═════ TASK INPUTS ═════
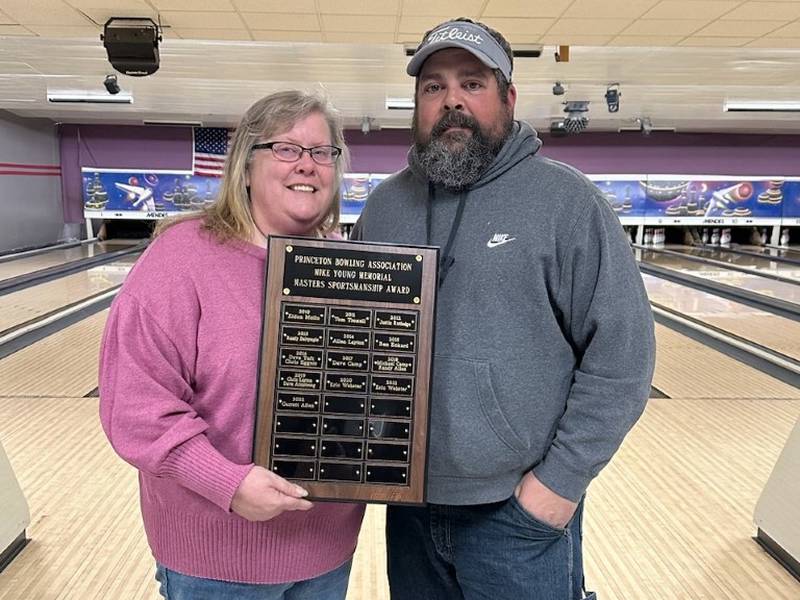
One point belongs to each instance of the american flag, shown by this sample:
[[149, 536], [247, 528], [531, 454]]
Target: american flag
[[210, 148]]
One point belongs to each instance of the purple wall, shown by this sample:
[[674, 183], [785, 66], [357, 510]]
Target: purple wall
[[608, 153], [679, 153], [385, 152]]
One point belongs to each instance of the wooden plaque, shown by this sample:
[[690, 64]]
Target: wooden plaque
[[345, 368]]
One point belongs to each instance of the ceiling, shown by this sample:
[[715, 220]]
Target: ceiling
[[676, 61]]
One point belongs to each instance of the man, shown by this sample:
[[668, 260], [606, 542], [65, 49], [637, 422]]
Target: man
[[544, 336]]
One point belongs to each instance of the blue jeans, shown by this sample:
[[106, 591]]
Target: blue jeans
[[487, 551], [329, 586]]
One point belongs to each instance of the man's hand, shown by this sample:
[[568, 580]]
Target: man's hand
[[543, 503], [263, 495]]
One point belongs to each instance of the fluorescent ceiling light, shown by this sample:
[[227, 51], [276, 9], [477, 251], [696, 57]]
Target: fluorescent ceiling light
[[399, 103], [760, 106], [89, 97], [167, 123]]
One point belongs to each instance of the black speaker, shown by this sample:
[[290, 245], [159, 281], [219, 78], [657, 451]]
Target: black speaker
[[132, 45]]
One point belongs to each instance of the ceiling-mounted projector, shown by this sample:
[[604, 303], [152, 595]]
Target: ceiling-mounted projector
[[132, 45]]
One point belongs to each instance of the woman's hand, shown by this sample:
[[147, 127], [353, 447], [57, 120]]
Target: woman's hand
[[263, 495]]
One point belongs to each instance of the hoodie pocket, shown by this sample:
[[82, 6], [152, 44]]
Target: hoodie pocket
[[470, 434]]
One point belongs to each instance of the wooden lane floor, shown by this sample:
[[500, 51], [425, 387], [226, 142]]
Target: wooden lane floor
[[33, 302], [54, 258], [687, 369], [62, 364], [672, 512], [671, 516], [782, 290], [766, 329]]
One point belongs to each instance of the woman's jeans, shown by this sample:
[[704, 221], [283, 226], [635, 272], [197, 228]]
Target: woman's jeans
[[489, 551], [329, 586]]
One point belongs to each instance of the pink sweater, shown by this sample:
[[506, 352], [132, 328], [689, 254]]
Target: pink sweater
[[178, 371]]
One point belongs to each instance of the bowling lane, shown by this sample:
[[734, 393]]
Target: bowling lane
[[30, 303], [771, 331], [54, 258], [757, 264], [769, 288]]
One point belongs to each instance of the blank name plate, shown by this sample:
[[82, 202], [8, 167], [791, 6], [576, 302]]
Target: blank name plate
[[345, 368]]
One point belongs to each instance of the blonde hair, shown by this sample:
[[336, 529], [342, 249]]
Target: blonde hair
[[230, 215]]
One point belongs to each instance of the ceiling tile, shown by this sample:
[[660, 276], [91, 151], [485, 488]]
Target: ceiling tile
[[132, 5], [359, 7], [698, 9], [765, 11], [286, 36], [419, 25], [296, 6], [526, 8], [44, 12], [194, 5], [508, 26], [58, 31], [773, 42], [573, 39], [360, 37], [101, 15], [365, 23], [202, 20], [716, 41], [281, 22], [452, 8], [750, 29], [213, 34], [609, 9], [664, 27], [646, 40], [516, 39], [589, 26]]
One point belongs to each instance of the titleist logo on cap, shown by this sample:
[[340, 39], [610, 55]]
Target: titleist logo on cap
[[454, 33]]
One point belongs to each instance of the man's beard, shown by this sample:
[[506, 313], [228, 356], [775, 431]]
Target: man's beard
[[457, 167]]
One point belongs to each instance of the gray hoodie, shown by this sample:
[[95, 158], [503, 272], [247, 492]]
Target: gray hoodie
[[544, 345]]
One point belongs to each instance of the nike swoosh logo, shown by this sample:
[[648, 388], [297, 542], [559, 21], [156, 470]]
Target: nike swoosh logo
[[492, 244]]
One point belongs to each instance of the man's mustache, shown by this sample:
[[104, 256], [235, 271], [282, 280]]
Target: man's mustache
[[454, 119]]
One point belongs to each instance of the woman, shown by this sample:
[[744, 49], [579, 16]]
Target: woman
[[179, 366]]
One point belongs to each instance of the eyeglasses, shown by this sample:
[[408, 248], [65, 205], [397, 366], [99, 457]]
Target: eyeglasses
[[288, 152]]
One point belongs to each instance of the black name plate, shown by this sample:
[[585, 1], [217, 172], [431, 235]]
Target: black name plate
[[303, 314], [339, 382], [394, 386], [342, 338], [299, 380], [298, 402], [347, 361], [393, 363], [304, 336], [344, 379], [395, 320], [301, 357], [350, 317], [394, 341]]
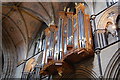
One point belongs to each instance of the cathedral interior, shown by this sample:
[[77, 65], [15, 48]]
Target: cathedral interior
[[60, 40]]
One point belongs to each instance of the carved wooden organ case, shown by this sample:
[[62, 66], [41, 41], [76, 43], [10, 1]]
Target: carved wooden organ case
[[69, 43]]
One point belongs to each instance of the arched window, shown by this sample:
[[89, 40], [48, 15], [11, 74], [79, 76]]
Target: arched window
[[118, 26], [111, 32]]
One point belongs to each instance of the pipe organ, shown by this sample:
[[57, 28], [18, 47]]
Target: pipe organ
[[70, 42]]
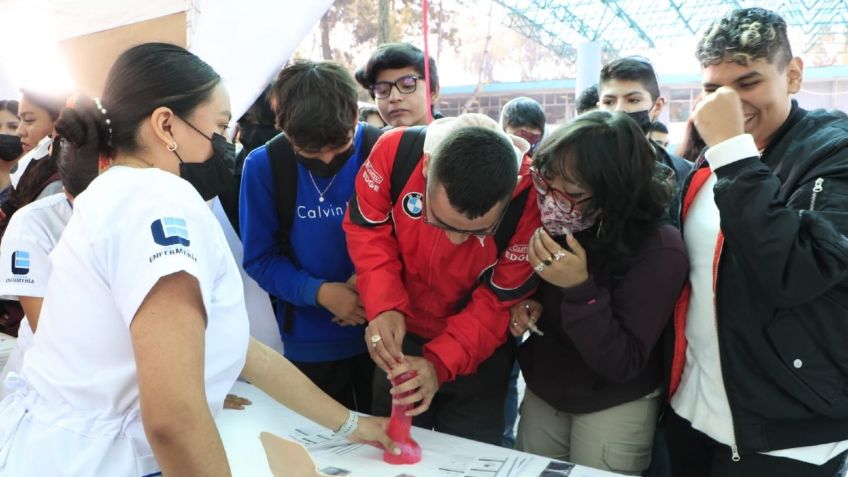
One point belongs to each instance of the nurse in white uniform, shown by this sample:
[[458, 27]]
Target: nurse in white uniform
═════
(TASK PROMPT) Recast the rows as a Markdown table with the columns "No" and "Line", covering everything from the start of the rows through the line holding "[[399, 103], [760, 106], [89, 97], [167, 123]]", inclusive. Give each line a row number, skip blank lines, and omit the pictures.

(TASK OUTPUT)
| No | Line |
|---|---|
| 1 | One point belongs to each instance of the american flag, shown by this sample: |
| 2 | [[149, 536], [247, 528], [531, 454]] |
| 3 | Target: american flag |
| 4 | [[210, 148]] |
| 5 | One point belongs to each instance of the purple wall, shown by this sample: |
| 6 | [[674, 183], [785, 66], [357, 510]] |
| 7 | Target: purple wall |
| 8 | [[608, 153], [679, 153], [385, 152]] |
| 9 | One point belongs to each instance of the wooden plaque, shown by this sample: |
| 10 | [[690, 64]] |
| 11 | Target: wooden plaque |
| 12 | [[345, 368]] |
| 13 | One point belongs to each instance of the ceiling, shown by this sample: |
| 14 | [[715, 220]] |
| 15 | Target: ceiling |
| 16 | [[676, 61]] |
| 17 | One point belongs to each instance of the man, shown by this sample: |
| 18 | [[668, 260], [606, 542], [65, 49], [637, 422]] |
| 19 | Target: man |
| 20 | [[544, 336]] |
| 21 | One point belongs to each instance of the blue jeans, shown by this sample: |
| 22 | [[106, 591]] |
| 23 | Target: blue jeans |
| 24 | [[487, 551], [329, 586]] |
| 25 | One point belongs to each instance of the man's hand, shown by this sample: |
| 26 | [[568, 580]] |
| 27 | Target: man's hand |
| 28 | [[543, 503], [263, 495]] |
| 29 | One point belongs to each instance of the fluorescent ceiling light, shown by this sample: |
| 30 | [[227, 51], [276, 9], [477, 251], [696, 57]] |
| 31 | Target: fluorescent ceiling light |
| 32 | [[399, 103], [760, 106], [89, 97], [167, 123]] |